> **Required work**
Reproduce the listing below, swapping "Detect" for "Locate" everywhere it occurs and keeping every other character the same.

> **Dataset content**

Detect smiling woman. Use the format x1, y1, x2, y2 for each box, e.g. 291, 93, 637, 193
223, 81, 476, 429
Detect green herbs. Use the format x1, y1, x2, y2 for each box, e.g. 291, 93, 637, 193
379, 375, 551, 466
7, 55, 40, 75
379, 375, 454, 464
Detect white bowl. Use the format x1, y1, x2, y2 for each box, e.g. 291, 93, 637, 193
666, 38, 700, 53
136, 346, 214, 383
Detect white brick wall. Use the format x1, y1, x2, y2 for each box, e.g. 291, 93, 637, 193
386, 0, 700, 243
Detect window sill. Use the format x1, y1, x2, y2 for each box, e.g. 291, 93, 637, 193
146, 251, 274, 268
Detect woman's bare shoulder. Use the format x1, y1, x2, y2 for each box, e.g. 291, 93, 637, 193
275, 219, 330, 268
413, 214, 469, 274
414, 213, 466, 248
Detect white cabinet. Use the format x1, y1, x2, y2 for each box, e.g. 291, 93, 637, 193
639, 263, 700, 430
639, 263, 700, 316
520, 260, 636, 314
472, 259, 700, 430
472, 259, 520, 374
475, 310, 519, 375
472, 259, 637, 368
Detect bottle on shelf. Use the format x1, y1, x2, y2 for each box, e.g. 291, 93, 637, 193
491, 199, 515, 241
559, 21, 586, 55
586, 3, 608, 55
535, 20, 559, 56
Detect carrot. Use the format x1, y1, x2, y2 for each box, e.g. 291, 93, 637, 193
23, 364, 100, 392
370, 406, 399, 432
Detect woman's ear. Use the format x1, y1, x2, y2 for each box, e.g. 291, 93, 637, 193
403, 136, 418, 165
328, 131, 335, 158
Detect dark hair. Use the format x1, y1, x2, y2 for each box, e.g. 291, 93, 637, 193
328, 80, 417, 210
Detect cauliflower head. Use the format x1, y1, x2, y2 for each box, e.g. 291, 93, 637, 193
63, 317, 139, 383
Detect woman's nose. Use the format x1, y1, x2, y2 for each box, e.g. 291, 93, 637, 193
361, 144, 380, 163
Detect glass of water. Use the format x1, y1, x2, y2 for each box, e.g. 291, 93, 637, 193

> **Task answer**
Locate smiling woman. Use the format x1, y1, x2, y2 for each box, e.g. 291, 93, 637, 193
223, 81, 476, 429
Locate green herbs. Use the format x1, y1, x2, y2 for each box, e.g. 291, 93, 637, 193
379, 375, 551, 466
7, 55, 40, 75
379, 375, 454, 464
Locate white bowl. Use the format x1, y1, x2, y2 for each box, e.g. 291, 93, 637, 193
666, 38, 700, 53
136, 346, 214, 383
Locate white brick wall. Use the format x1, y1, x2, y2 for each box, e.g. 291, 93, 637, 193
386, 0, 700, 243
Locate window sill. Use the format x1, y1, x2, y2 for each box, e.g. 291, 93, 637, 193
146, 251, 274, 268
Locate woman's bare shoulder. Use the format x1, y1, x2, y2 for each box, e.g. 291, 93, 637, 193
275, 219, 330, 268
413, 214, 469, 274
414, 213, 466, 248
Locate white cabinet. Use the format x1, y1, x2, y2 for each box, e.g. 291, 93, 637, 193
639, 263, 700, 430
639, 263, 700, 316
520, 260, 636, 314
472, 259, 700, 430
472, 259, 520, 374
475, 310, 519, 375
472, 259, 637, 368
Locate bottle on shelf. Use the format x1, y1, x2, y2 for each box, e.g. 291, 93, 637, 193
491, 199, 515, 241
559, 21, 586, 55
586, 3, 608, 55
535, 20, 559, 56
Locate carrot. Use the format x1, y1, x2, y2 for each box, e.g. 291, 93, 637, 193
23, 364, 100, 392
370, 406, 399, 432
Locate woman's ear. Use the format x1, y1, x2, y2 for each box, e.g. 291, 93, 637, 193
403, 136, 418, 165
328, 131, 335, 158
Locate dark hair. Use the format x1, y1, x2, y2 for each box, e.g. 291, 93, 637, 193
328, 80, 417, 210
Locate cauliflower head. Use the format x1, y1, x2, y2 for each box, e.g. 291, 93, 637, 193
63, 317, 139, 383
Locate woman's nose. Use the format x1, y1, x2, y2 for each box, e.g. 291, 93, 637, 193
361, 144, 380, 163
Locate glass of water. Use the format x1, y1, x2, y2 for each box, e.g. 291, 93, 637, 193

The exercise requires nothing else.